**DATA**

_ _ _ _

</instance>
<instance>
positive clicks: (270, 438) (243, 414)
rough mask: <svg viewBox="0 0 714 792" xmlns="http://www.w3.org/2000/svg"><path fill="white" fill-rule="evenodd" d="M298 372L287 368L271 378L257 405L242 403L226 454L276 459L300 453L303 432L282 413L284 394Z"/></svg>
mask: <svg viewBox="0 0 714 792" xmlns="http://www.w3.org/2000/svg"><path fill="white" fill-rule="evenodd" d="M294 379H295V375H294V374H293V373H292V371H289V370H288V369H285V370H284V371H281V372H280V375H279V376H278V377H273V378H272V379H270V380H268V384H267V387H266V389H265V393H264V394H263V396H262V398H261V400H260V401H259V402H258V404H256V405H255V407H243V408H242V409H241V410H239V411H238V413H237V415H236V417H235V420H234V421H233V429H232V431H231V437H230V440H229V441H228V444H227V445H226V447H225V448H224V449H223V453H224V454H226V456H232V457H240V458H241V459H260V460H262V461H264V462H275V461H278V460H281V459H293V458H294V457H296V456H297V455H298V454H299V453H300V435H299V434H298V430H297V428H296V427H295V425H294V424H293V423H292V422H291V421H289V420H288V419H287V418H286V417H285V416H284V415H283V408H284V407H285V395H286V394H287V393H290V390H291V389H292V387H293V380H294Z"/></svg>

_ _ _ _

Up to and including the line with "positive clicks: (270, 438) (243, 414)", restate the records above word for word from the very first line.

**RESPONSE**
</instance>
<instance>
positive clicks: (270, 438) (243, 414)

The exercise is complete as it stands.